Excerpted passage:
○ ○ ○ ○ ○ ○ ○

At this step S104, TSC control is also carried out which controls the total length
of the waveform sample data to be stretched or compressed along the time axis, independently
of the tone pitch, in accordance with the time (TSC) template. Further, to prevent
the waveform continuity from being lost due to the time-axial stretch or compression
control, this step S104 executes an operation for reading out two different groups
of waveform sample data (corresponding to different time points within the same waveform
template and performing cross-fade synthesis between the read-out waveform sample
data. This step S104 also executes an operation for reading out two different waveform
templates (i.e., waveform templates of a pair of preceding and succeeding articulation
elements) and performing cross-fade synthesis between the read-out waveform templates,
for each of the predetermined element connecting regions. In addition, this step S104
further executes an operation for reading out waveform templates repetitively in the
looped fashion and an operation for performing cross-fade synthesis between two templates
while they are being read out.
[0230] In the event that the waveform (Timbre) template to be used retains a timewise pitch
variation component of the original waveform, values of the pitch template may be
given in differences or ratios relative to the original pitch variation. Thus, when
the original timewise pitch variation is to be left unchanged, the pitch template
is maintained at a constant value (e.g., "1").
[0231] At next step S105. an operation is executed to generate an amplitude template. Then,
at step S106, the tone volume level of one waveform sample data generated at step
S104 is variably controlled by the amplitude envelope value generated at step S105
and then added to the waveform sample data already stored at the address location
of the waveform buffer W-BUF pointed to by the current address pointer. Namely, the
waveform sample data is accumulatively added to the corresponding waveform sample
data of the other channel at the same sample point. Thereafter, at step S107, it is
ascertained whether the above-mentioned operations have been completed for one frame.
If the operations have not been completed for one frame, the process goes to step
S108 to prepare a next sample (advance the address pointer to a next address).
[0232] Similarly to the above, in the event that the waveform (Timbre) template to be used
retains a timewise amplitude variation component of the original waveform, values
of the amplitude (Amp) template may be given in differences or ratio relative to the
original amplitude variation. Thus, when the original amplitude variation over time
is to be left unchanged, the amplitude template is maintained at a constant value
(e.g., "1").
[0233] Now, a description will be given about an example of the time-axial stretch/compression
control employed in the embodiment.

○ ○ ○ ○ ○ ○ ○

Problem 1: In the records, rewrite everything from the line containing "indicate: cabin window" down to the end of the records, changing each "indicate" to "mark" and leaving everything else unchanged.
The records have no connection to the text about waveform synthesis.

Supplied entries:
○ ○ ○ ○ ○ ○ ○

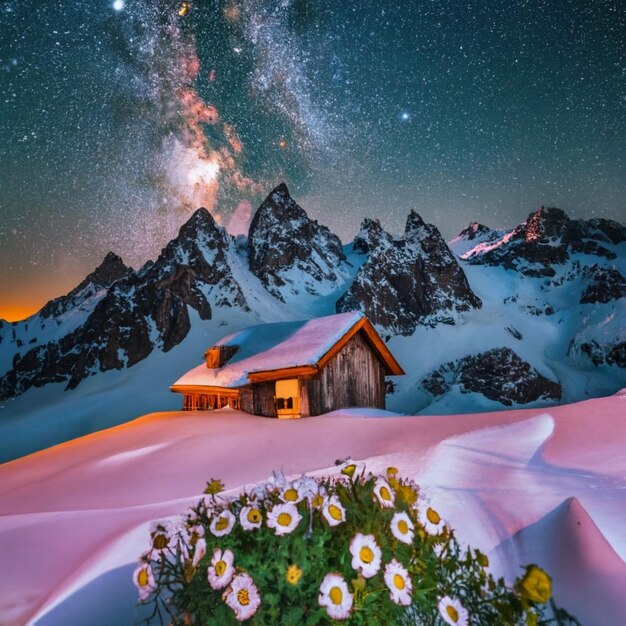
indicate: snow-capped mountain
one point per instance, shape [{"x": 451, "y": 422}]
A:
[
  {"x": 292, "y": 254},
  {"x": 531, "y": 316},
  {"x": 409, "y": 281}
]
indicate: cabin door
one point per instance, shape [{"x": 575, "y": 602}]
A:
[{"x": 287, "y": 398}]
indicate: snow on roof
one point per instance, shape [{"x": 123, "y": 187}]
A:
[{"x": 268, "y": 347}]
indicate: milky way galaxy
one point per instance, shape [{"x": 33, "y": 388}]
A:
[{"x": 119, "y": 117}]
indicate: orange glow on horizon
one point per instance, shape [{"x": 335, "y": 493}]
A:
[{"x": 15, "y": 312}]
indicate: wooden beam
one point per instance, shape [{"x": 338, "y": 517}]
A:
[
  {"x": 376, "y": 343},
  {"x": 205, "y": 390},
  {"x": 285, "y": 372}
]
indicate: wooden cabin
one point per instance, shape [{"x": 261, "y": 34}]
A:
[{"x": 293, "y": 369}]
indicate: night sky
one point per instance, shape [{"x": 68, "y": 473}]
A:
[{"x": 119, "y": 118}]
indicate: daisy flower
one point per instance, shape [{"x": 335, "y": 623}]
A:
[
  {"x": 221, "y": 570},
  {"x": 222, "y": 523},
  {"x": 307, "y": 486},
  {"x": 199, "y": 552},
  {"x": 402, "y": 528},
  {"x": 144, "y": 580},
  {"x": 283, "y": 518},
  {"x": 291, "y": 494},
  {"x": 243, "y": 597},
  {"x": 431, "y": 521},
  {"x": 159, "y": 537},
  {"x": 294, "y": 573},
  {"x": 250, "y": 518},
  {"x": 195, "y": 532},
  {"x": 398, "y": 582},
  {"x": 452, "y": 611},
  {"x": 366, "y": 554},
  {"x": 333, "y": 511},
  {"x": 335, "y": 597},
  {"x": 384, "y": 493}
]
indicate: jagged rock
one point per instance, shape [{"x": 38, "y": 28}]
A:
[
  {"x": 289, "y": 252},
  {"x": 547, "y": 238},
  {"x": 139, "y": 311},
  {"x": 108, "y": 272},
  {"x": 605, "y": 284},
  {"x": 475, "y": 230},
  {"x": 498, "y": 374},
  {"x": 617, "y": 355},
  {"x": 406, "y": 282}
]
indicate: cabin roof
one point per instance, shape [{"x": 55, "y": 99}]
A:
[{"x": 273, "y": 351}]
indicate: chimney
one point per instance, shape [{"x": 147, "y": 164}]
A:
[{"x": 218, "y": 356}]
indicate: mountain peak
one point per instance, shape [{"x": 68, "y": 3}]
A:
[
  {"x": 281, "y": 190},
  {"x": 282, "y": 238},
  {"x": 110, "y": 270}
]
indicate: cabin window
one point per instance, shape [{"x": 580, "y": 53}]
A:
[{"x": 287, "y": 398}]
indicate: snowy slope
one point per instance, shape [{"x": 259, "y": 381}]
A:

○ ○ ○ ○ ○ ○ ○

Problem 2: Write what comes next in the text on waveform synthesis, starting from where it stops.

Expected output 1:
mark: cabin window
one point per instance, shape [{"x": 580, "y": 53}]
A:
[{"x": 287, "y": 398}]
mark: snowy slope
one point per instance, shape [{"x": 259, "y": 381}]
A:

Expected output 2:
[0234] Using the time-axial stretch/compression (TSC) control proposed by the assignee of
the present application in a copending patent application (e.g., Japanese Patent Application
No. HEI-9-130394), the time-axial length of waveform data of plural waveform cycles,
having high-quality, i.e., articulation characteristics and a given data quantity
(given number of samples or addresses), can be variably controlled as desired independently
of a reproduction pitch of the corresponding tone and without sacrificing the general
characteristics of the waveform. Briefly speaking, the proposed TSC control is intended
to stretch or compress the time-axial length of a plural-cycle waveform having a given
data quantity while maintaining a predetermined reproduction sampling frequency and
reproduction pitch; specifically, to compress the time-axial length, the TSC control
causes an appropriate part of the waveform data to be read out in a sporadic fashion,
while to stretch the time-axial length, it causes an appropriate part of the waveform
data to be read out in a repetitive or looped fashion. Also, the proposed TSC control
carries out cross-fade synthesis, in order to prevent undesired discontinuity of the
waveform data that would result from the sporadic or repetitive partial readout of
the data.
[0235] Fig. 31 is a conceptual diagram outlining the principle of such a time-axial stretch/compression
(TSC) control. Specifically, Section (a) of Fig. 31 shows an example of a time-varying
time template, which comprises data indicative of a time-axial stretch/compression
ratio (CRate). In section (a), the vertical axis represents the time-axial stretch/compression
ratio CRate while the horizontal axis represents the time axis t. The stretch/compression
ratio CRate is based on a reference value of "1"; specifically, when the ratio CRate
is "1", it indicates that no time-axial stretch/compression is to take place, when
the ratio CRate is greater than the reference value "1", it indicates that the time
axis is to be compressed, and when the ratio CRate is smaller than the reference value
"1", it indicates that the time axis is to be stretched. Sections (b) to (d) of Fig.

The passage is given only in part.